*Aim*.
Please return the records below word for word, with every line unchanged.

--- Raw data ---

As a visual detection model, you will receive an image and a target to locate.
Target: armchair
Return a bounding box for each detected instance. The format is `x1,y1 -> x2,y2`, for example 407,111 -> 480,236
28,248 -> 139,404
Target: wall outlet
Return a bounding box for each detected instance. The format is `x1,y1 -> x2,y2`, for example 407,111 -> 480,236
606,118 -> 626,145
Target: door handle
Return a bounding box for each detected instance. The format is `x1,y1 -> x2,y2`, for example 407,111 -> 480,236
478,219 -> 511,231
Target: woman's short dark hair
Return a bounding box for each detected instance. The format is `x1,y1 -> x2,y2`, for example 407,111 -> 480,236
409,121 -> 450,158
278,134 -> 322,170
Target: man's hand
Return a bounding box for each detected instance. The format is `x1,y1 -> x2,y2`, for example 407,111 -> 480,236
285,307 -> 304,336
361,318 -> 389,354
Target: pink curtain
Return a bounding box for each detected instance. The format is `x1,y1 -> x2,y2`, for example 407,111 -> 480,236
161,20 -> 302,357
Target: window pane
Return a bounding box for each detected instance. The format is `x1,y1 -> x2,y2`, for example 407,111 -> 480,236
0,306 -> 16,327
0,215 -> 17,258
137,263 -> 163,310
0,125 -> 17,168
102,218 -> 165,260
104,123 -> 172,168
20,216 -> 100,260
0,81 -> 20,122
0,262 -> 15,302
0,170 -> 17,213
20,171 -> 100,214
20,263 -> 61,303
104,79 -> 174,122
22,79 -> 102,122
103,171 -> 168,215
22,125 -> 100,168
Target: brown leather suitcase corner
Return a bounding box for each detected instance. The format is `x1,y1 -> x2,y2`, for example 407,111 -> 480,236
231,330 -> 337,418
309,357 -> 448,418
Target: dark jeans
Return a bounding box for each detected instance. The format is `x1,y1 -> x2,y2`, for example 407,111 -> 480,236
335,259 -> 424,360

---

*Response to the exercise*.
As a visual detection model, you will receive an image and a target to locate.
Target: armchair
Return a bounding box for each detected instance. The format is `x1,y1 -> x2,y2`, for example 407,111 -> 480,236
28,248 -> 139,404
Target: wall outlet
Return a bounding box for each detected instance. The format is `x1,y1 -> x2,y2`, for example 407,111 -> 480,236
606,118 -> 626,145
Target: door handle
Return a bounding box for each detected instance. The format is `x1,y1 -> x2,y2`, for example 407,111 -> 480,236
478,219 -> 511,231
Target: woman's short dark hair
Return a bounding box for each detected instance. The format is `x1,y1 -> x2,y2`, for example 407,111 -> 480,236
409,121 -> 450,158
278,134 -> 322,170
Target: man's hand
Return a bounding box for each detected instance. The format is `x1,y1 -> x2,y2`, for example 407,111 -> 480,236
285,307 -> 304,336
361,318 -> 389,354
Target: pink curtain
Return a bounding box for each detected instance. The format is `x1,y1 -> x2,y2`, for example 407,111 -> 480,236
161,20 -> 302,357
Target: window pane
Return a bounding box for each detected instance. The format is `x1,y1 -> x2,y2`, for example 407,111 -> 480,236
0,306 -> 16,327
0,215 -> 17,258
137,263 -> 163,310
0,125 -> 17,168
102,218 -> 165,260
104,123 -> 172,168
20,216 -> 100,260
0,81 -> 20,122
0,262 -> 15,302
0,170 -> 17,213
20,171 -> 100,214
20,263 -> 61,303
104,79 -> 174,122
22,79 -> 102,122
103,171 -> 168,215
22,125 -> 100,168
Target: brown leather suitcase corner
Return a bounding box for each detected instance. The format is `x1,y1 -> x2,y2`, for example 407,111 -> 480,236
231,330 -> 337,418
309,357 -> 448,418
Target: dark jeans
Return a bounding box for each detected instance. The format is `x1,y1 -> x2,y2`, for example 407,111 -> 480,236
335,259 -> 424,360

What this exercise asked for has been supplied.